- **Goal of the exercise**
Turn the material below into a JSON list of strings, one string for each line. Include everything from the line containing "Where can the out-of-focus" down to the line containing "column 484, row 50", both of those lines included, and leave out blank lines and all other lines.
[Start of Extracted records]
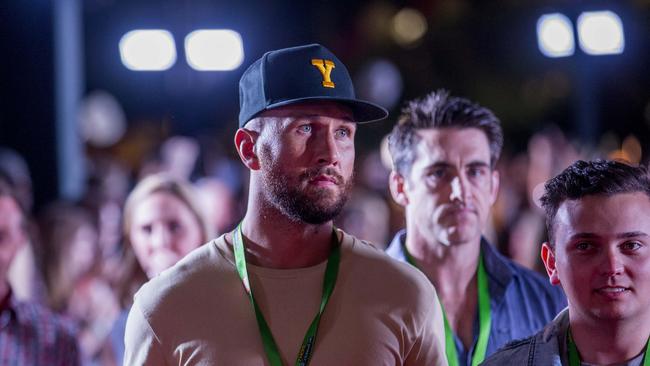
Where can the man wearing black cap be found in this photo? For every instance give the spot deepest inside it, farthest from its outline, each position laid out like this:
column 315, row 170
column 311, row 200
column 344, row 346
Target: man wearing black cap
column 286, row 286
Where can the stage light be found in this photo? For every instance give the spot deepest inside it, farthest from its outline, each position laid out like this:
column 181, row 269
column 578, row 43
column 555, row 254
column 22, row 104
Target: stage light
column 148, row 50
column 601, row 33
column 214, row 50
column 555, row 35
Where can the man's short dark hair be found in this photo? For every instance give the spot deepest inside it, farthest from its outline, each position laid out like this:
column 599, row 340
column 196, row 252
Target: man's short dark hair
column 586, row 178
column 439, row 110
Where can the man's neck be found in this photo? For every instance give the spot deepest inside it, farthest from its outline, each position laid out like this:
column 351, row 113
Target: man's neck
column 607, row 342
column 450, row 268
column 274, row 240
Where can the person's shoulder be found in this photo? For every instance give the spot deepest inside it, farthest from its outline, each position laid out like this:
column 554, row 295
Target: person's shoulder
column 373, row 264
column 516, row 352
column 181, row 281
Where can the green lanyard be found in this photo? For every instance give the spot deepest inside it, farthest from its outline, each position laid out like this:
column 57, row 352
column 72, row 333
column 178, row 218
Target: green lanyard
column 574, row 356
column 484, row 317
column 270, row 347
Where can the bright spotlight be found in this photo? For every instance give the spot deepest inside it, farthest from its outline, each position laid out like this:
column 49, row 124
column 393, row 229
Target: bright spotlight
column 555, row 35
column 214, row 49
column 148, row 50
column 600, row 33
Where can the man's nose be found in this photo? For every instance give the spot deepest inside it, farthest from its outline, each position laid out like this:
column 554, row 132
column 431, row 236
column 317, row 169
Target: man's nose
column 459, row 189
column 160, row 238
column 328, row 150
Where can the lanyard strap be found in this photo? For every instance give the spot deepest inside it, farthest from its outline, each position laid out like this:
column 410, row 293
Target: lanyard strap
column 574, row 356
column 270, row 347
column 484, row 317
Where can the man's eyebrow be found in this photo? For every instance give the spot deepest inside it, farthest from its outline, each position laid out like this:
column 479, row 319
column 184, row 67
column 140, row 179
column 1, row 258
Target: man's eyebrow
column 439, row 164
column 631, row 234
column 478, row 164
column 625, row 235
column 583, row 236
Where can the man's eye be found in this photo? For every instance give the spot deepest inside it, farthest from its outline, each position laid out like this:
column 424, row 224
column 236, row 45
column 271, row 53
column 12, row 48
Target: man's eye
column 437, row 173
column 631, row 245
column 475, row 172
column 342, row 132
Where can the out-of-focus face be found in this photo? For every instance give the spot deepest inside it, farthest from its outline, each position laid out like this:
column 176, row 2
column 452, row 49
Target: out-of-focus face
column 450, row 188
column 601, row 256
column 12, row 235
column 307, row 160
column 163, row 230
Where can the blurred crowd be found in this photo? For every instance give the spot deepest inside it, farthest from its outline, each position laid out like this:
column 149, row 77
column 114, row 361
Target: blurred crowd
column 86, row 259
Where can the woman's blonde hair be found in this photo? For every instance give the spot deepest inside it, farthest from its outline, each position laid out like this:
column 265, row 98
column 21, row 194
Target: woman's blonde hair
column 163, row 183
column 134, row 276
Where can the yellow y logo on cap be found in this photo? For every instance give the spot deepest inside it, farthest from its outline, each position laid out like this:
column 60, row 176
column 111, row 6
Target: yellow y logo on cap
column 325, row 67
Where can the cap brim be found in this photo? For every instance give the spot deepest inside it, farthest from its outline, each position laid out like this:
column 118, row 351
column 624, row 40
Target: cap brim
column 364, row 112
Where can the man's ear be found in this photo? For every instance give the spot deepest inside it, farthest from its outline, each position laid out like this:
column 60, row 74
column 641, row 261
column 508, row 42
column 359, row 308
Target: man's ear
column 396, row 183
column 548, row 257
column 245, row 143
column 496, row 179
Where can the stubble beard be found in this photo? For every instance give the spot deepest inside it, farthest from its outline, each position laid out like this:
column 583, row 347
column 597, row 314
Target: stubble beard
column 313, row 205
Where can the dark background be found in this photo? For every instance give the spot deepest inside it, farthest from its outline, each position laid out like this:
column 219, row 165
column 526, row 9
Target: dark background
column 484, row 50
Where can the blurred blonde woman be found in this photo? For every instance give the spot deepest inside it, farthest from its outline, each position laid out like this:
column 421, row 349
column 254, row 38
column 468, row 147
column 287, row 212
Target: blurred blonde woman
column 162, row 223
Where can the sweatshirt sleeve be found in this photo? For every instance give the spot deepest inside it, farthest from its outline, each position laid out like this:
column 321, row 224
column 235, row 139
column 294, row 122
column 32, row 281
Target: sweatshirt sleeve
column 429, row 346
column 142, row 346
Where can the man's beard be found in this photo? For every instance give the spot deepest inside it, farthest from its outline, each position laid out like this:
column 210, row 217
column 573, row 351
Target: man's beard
[End of Extracted records]
- **Response to the exercise**
[
  "Where can the out-of-focus face be found in this photo? For every instance give the spot deepest inside it, farthest from its outline, each position laid out like this:",
  "column 176, row 2",
  "column 452, row 49",
  "Target: out-of-focus face",
  "column 450, row 188",
  "column 601, row 256",
  "column 12, row 235",
  "column 307, row 160",
  "column 163, row 230",
  "Where can the blurred crowd be found in this photo? For every instance give the spot deepest inside it, farthest from its outline, each position laid out like this:",
  "column 149, row 77",
  "column 114, row 361",
  "Target: blurred crowd",
  "column 86, row 259",
  "Where can the woman's blonde hair be found in this photo? For every instance give the spot deepest inside it, farthest from its outline, each position laid out like this:",
  "column 265, row 98",
  "column 21, row 194",
  "Target: woman's blonde hair",
  "column 163, row 183",
  "column 134, row 276",
  "Where can the yellow y logo on cap be found in this photo? For every instance give the spot deepest inside it, farthest from its outline, each position laid out like this:",
  "column 60, row 176",
  "column 111, row 6",
  "Target: yellow y logo on cap",
  "column 325, row 67",
  "Where can the cap brim be found in this photo? For every instance give the spot deepest inside it, farthest from its outline, each position laid out like this:",
  "column 118, row 351",
  "column 624, row 40",
  "Target: cap brim",
  "column 364, row 112",
  "Where can the man's ear be found in this photo? For every instance give the spot deepest inside it, farthest from its outline, each position laid out like this:",
  "column 60, row 74",
  "column 641, row 261",
  "column 508, row 42",
  "column 359, row 308",
  "Target: man's ear",
  "column 396, row 183",
  "column 548, row 257",
  "column 245, row 143",
  "column 496, row 179",
  "Where can the stubble beard be found in this photo? For every instance give the spot deepest inside it, farthest from its outline, each position laid out like this:",
  "column 583, row 347",
  "column 597, row 314",
  "Target: stubble beard",
  "column 313, row 205",
  "Where can the dark background be found in this photo? For every instance give the spot deepest inside it, farthest from its outline, each position laid out like this:",
  "column 219, row 165",
  "column 526, row 9",
  "Target: dark background",
  "column 484, row 50"
]